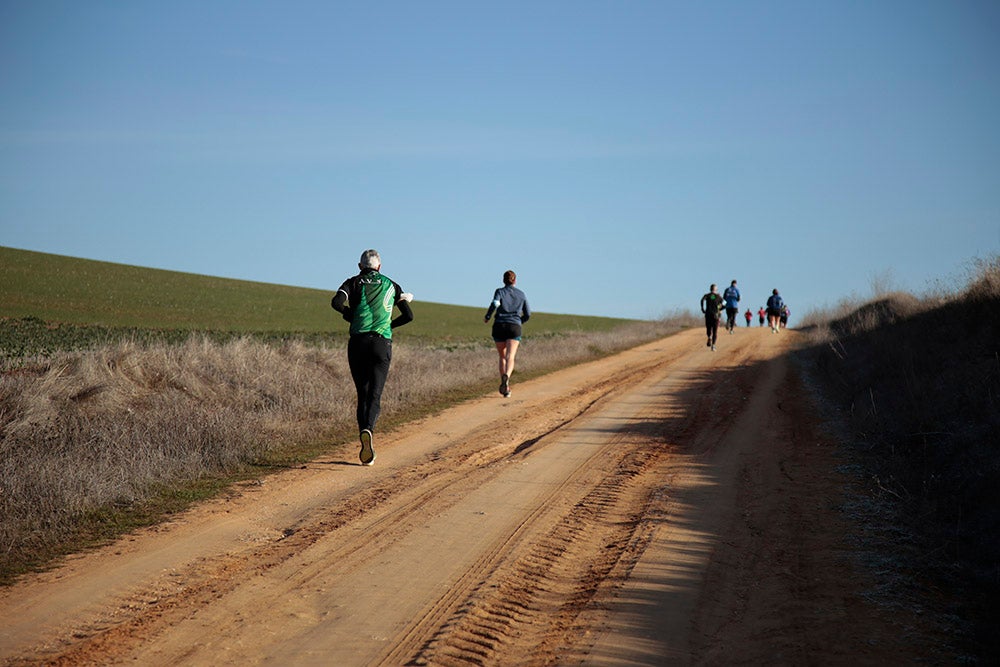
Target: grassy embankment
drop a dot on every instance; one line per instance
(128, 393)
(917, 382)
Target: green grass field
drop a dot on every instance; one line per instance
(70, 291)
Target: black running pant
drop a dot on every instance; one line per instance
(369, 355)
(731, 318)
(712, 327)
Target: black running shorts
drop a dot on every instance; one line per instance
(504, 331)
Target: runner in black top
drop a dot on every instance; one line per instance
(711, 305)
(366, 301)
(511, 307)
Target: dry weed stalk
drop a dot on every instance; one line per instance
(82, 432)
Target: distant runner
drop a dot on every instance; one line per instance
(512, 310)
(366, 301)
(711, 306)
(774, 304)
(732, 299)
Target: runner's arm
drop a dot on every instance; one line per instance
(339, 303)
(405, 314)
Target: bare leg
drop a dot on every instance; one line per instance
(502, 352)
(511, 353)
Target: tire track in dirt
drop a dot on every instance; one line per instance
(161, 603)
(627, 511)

______________________________

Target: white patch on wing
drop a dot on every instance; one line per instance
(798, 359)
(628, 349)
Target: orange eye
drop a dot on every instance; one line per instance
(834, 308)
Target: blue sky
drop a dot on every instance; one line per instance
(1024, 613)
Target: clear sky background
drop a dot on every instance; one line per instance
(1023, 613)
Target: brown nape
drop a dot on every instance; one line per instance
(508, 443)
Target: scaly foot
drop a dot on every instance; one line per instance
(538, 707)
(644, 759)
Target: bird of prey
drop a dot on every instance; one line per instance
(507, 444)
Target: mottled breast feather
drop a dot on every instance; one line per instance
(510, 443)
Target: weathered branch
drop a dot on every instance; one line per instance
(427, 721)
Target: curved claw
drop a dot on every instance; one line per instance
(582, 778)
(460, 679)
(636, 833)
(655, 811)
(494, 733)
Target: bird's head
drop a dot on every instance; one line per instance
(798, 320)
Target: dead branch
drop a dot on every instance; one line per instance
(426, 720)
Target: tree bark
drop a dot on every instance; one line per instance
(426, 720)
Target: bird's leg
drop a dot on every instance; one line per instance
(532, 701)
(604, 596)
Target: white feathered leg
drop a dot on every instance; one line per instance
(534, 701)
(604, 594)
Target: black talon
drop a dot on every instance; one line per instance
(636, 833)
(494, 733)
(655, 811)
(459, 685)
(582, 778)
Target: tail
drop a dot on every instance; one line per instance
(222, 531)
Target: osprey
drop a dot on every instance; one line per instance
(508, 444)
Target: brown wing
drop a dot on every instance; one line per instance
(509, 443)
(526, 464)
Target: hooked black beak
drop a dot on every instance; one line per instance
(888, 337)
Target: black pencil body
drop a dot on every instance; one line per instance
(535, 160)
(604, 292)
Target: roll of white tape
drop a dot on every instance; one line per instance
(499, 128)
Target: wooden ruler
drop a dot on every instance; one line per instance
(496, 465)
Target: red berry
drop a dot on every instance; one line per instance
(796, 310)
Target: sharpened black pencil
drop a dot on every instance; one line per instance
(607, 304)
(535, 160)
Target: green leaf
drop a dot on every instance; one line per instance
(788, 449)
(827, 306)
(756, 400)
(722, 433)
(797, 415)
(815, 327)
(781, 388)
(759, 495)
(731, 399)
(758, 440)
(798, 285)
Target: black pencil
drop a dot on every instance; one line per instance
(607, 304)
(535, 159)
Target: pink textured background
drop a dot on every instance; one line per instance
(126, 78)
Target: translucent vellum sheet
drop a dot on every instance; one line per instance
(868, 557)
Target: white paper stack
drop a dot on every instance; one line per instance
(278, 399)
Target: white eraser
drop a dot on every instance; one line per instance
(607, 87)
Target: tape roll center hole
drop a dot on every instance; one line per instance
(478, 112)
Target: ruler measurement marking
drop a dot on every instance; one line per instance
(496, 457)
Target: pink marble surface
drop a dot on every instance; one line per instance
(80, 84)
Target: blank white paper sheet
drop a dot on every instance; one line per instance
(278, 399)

______________________________

(Written exercise): Can you gather every line of the records above that contains the string "pencil", counting a line only when the capitalization matches?

(Full answer):
Target: black pencil body
Target: sharpened black pencil
Target: black pencil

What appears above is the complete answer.